SOURCE MATERIAL below:

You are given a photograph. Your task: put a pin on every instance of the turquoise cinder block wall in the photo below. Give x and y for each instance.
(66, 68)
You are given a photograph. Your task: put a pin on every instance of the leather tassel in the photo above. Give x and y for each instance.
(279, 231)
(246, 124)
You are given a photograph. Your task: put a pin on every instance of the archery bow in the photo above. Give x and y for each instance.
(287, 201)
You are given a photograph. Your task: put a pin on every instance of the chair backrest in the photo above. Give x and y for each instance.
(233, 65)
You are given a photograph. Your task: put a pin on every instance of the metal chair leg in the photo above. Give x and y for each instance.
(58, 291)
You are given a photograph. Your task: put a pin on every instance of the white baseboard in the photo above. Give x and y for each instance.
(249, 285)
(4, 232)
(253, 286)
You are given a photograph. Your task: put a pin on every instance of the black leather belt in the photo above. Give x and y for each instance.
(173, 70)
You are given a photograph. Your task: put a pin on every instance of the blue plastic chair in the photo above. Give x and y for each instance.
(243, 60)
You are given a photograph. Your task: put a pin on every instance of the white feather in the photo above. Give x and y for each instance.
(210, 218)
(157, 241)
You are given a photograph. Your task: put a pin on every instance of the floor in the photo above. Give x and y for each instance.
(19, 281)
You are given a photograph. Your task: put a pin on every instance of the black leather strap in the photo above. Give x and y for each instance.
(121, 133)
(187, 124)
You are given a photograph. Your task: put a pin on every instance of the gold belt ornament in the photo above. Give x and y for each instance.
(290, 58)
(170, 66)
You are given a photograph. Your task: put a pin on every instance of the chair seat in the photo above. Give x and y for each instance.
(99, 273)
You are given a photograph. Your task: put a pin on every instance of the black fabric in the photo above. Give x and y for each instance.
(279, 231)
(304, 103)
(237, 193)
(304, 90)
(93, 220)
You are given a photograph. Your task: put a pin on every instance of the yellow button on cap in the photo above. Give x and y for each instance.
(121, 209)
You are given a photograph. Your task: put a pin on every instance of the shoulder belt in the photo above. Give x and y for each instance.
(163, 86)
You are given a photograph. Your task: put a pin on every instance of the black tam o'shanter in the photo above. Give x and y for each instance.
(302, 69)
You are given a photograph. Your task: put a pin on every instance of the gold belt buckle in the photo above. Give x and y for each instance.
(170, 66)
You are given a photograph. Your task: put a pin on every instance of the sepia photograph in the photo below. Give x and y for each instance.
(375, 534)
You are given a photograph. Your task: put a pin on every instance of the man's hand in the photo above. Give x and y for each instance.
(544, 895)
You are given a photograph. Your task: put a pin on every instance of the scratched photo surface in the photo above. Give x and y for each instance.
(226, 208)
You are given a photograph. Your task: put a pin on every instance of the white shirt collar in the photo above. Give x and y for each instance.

End of SOURCE MATERIAL.

- TASK DESCRIPTION
Copy out each line of the data exactly.

- EXERCISE RESPONSE
You are given a photograph. Your task: put a pin on every instance of the turquoise cinder block wall in the photo below. Give x and y for each instance.
(66, 68)
You are given a photograph. Your task: put a pin on every instance of the leather tassel in the photo above. Give x and y for each instance.
(279, 231)
(246, 124)
You are given a photograph. Your task: put a pin on every instance of the archery bow in the photo above. Give x and y for each instance.
(287, 201)
You are given a photograph. Your task: put a pin on every instance of the chair backrest in the photo above. Give x and y for each instance.
(233, 65)
You are given a photograph. Your task: put a pin on every instance of the metal chair leg in the photo above. Give x and y for each instance.
(58, 291)
You are given a photograph. Your task: put a pin on every instance of the white baseboard in the photo above. Give x and y for each instance.
(249, 285)
(4, 232)
(253, 286)
You are given a photograph. Your task: put a pin on every instance of the black leather belt in the photo above. Give x and y for each instance.
(173, 70)
You are given a photograph. Your task: put a pin on every instance of the blue plastic chair in the photo above. Give x and y for each instance.
(243, 60)
You are given a photograph. Your task: put a pin on every instance of the white feather in the photo above. Give x and y for each instance.
(210, 218)
(157, 241)
You are given a photograph. Your task: put a pin on every instance of the floor in the photo above. Give x and y for each instance.
(19, 281)
You are given a photograph. Your task: put a pin on every instance of the black leather strap in the photo above. Give x and y for each instance.
(121, 133)
(187, 124)
You are given a photograph. Your task: put a pin on every instance of the gold belt ornament in the photo above. Give x and y for each instance.
(290, 58)
(170, 66)
You are given a photograph. Your task: put a pin on every instance of the chair seat in the photo above. Give x and y for each instance.
(99, 273)
You are given a photograph. Your task: put a pin on every instance of the black fabric in the photo above. Give x and y for each instance.
(279, 231)
(304, 103)
(237, 193)
(304, 90)
(93, 220)
You are given a photograph. Your task: put a pin on every instance of the yellow button on cap in the photo above. Give x and y for each instance.
(121, 209)
You are given a photograph. Your task: put a pin on every instance of the shoulder belt in the photo above. Give x and y for each instance.
(163, 86)
You are given a photograph. Your task: put a pin on every instance of the black tam o'shanter in the photo above. Give x and y for each instance.
(302, 69)
You are given a photograph. Your task: put a pin on every instance of the gold belt buckle in the photo above. Give x and y for each instance.
(170, 66)
You are given a photograph. Your task: put a pin on every instance of the sepia photograph in the photo below. Give x and y for each instance.
(375, 534)
You are given a photograph. Your task: put a pin on every instance of the man's hand in the photo above. Give x and y for each instance.
(544, 895)
You are given a photograph. Your task: put a pin on every instance of the scratched photo surface in the photo above. Give x and y for each instance.
(226, 208)
You are given a photograph. Your task: put a pin on every instance of the white shirt collar in the photo above. Give x and y for each instance.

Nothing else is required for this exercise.